■ **Kutipan Teks**
***

Welcome to Motherhood
Bulan September menjadi bulan yang berkah bagi aku dan sekeluarga. Anak yang sudah dinantikan keluarga selama 4 tahun akhirnya lahir ke dunia. Kami beri nama Aluna Shafiyah Rahmat. Dengan ini juga aku resmi menyandang gelar sebagai ibu. Kata yang indah sekali.
Selama dua minggu menjadi ibu, aku merasa banyak sekali hal yang terjadi. Di banding memberi, rasanya aku lebih banyak menerima dari Aluna. Aluna memberiku ketenangan, kebahagiaan, dan juga kesempatan untuk lebih banyak belajar dan kembali khusyuk mendekatkan diri kepada Allah. Aluna juga membuat hubunganku dengan orang tua lebih dekat. Terlebih aku merasa orang tuaku adalah orang yang luar biasa dan aku mulai mengerti arti cinta dan pengorbanan yang orang tuaku berikan selama ini. Rasanya aku ingin selalu minta maaf atas hal-hal tidak berkenan yang pernah aku lakukan.

***

■ **Soal Latihan**
1/ Jawab pertanyaan berikut berdasarkan tulisan tentang menjadi ibu:
(a) Pada bulan apa anak itu lahir?
(b) Berapa lama keluarga sudah menantikan anak itu?
(c) Sudah berapa lama sang ibu menjalani perannya sebagai ibu?
2/ Teruskan tulisan tentang menjadi ibu, mulai setelah kalimat terakhirnya.
Baris-baris data diambil dari sumber lain, bukan dari tulisan tentang menjadi ibu.

■ **Bahan yang Disediakan**
***

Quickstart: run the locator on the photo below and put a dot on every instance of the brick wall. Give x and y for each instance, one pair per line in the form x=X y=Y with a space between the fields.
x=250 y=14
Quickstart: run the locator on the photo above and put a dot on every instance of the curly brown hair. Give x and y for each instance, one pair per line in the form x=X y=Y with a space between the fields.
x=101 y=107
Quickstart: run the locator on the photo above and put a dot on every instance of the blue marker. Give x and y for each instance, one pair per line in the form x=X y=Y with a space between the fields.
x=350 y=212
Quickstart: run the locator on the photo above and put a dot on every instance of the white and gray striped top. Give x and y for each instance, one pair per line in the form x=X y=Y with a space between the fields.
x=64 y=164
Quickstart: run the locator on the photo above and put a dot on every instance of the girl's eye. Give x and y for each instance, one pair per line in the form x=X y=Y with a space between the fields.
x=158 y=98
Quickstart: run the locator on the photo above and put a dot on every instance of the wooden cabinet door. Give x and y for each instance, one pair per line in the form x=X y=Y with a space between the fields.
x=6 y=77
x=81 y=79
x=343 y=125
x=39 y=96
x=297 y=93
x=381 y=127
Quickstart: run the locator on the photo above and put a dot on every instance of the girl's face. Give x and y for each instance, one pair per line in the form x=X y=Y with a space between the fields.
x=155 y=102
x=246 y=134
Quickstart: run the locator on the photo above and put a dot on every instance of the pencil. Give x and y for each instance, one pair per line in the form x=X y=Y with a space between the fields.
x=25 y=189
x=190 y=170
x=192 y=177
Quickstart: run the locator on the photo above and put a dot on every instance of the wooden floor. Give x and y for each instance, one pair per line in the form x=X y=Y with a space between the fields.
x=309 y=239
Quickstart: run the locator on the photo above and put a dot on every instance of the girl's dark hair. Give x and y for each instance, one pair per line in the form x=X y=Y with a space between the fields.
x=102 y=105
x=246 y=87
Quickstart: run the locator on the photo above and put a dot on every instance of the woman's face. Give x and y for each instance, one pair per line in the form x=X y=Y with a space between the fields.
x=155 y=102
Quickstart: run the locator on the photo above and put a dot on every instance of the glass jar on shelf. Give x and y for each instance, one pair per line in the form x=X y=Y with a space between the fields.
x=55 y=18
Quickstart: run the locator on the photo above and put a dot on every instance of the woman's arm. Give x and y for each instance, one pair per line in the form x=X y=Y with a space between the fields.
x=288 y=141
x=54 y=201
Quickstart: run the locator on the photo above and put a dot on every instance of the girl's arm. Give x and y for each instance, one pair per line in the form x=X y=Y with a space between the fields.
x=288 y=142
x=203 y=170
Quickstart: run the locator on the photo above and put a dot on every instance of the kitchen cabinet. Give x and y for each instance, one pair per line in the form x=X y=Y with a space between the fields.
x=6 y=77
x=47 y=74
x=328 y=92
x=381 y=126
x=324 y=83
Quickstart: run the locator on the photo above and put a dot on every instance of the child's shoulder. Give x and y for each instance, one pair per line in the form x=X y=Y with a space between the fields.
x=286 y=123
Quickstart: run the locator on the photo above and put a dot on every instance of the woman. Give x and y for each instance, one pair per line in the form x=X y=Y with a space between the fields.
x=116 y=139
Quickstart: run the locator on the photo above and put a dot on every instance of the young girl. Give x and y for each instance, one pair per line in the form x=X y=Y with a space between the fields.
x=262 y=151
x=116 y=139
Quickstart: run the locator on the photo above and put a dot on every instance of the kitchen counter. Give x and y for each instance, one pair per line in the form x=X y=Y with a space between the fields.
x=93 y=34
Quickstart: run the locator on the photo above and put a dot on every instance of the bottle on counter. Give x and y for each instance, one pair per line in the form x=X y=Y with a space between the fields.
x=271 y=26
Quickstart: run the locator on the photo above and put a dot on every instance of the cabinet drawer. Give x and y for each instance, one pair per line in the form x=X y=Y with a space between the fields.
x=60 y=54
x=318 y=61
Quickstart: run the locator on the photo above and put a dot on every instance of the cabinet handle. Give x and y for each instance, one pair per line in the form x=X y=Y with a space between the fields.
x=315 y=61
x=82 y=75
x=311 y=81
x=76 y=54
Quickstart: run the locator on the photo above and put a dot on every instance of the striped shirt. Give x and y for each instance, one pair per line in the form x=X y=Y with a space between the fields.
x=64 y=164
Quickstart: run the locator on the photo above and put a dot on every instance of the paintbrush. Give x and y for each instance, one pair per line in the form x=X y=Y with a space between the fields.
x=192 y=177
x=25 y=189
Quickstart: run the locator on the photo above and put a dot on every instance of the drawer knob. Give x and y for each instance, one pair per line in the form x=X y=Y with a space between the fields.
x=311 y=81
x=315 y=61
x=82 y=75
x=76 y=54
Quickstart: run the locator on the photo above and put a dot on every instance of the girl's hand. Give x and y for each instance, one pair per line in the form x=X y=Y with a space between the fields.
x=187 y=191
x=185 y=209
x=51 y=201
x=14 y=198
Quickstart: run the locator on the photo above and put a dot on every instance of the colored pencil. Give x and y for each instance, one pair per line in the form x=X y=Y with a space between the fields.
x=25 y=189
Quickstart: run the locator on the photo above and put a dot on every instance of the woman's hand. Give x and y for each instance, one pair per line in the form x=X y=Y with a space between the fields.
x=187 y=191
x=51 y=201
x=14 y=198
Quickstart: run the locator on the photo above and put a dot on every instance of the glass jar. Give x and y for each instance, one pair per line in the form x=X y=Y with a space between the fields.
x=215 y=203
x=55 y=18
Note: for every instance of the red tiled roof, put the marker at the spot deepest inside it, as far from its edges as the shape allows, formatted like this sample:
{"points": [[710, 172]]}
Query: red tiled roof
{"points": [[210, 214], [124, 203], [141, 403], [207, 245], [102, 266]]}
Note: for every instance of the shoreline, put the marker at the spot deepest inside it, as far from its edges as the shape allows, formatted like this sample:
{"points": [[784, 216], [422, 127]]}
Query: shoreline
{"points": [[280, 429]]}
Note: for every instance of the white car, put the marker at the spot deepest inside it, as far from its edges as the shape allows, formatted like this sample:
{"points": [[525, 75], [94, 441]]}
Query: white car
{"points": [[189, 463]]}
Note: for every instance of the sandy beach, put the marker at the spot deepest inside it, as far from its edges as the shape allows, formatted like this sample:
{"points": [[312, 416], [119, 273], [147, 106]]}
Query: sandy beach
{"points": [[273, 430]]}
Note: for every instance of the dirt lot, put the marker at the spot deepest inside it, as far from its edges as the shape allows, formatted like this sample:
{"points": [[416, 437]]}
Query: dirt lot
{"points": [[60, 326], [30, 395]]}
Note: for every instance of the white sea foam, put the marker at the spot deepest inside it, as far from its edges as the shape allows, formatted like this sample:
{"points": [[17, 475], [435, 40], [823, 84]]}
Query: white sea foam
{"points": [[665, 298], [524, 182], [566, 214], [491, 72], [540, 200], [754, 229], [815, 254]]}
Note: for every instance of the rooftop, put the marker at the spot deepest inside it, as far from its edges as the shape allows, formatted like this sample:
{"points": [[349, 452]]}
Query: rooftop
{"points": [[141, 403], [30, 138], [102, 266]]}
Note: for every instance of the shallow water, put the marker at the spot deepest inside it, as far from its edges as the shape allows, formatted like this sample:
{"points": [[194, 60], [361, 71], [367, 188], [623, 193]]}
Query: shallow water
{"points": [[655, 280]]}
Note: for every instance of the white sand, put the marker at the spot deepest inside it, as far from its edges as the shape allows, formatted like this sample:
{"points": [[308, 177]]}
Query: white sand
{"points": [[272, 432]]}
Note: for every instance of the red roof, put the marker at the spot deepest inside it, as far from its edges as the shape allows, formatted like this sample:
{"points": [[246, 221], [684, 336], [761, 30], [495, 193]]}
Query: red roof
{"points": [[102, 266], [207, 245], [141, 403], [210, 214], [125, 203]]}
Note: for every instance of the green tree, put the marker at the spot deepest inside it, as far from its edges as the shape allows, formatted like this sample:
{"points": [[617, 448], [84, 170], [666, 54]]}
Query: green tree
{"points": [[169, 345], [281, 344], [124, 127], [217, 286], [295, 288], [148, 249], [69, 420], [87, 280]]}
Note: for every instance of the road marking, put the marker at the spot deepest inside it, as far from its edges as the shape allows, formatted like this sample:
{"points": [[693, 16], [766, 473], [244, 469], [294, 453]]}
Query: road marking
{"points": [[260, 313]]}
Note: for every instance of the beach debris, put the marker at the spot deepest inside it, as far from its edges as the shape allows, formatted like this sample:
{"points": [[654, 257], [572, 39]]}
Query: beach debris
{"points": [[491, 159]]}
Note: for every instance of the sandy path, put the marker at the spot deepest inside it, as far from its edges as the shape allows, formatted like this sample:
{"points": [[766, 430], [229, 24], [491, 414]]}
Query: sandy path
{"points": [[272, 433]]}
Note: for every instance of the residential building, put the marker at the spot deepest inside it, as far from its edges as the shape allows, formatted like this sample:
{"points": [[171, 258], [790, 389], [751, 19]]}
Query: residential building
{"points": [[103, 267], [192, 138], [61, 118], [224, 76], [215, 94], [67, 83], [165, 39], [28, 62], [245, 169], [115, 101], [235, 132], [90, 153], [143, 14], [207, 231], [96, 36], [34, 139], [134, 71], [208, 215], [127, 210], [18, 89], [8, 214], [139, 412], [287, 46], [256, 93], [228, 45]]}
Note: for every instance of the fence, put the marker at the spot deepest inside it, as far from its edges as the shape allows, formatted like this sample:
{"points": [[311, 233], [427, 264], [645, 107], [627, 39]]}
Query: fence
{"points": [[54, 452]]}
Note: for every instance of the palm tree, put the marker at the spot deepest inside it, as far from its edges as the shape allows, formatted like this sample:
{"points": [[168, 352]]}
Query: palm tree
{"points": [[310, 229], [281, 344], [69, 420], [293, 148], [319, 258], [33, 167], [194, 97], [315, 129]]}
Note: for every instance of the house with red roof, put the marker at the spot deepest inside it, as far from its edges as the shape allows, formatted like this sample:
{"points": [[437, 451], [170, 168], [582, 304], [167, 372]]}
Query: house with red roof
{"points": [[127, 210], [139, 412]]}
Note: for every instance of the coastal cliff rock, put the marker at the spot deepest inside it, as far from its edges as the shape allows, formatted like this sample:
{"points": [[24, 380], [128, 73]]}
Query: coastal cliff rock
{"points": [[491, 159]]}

***

■ **Kunci Jawaban**
1/
(a) Bulan September.
(b) Selama 4 tahun.
(c) Selama dua minggu.

2/
Anyway, ada cerita mellow baru-baru ini yang menjadi pelajaran penting untukku agar hati-hati menjaga fitrah anak. Jadi, saat pertama kali Aluna kembali ke pangkuanku setelah diobservasi 6 jam pasca persalinan, Aluna pandai sekali menyusu ASI di payudaraku. Seolah-olah Aluna sudah belajar sebelumnya, karena dokter anak Aluna sendiri mengatakan banyak anak yang belum pandai menghisap padahal payudara ibunya sudah penuh.
Akibatnya permintaan Aluna menyusu juga tinggi sekali, padahal saat itu ASIku belum melimpah. Aluna kerap menangis karena belum kenyang, sedang aku meringis karena ASI tak keluar ditambah pelekatan yang belum tepat membuat payudaraku bengkak. Orang tuaku saat itu mendesak untuk memberikan susu formula karena tak tega hati melihat cucunya yang menangis terus-menerus. Tapi aku bersikeras untuk tetap memberi ASI meski rasanya stress sekali.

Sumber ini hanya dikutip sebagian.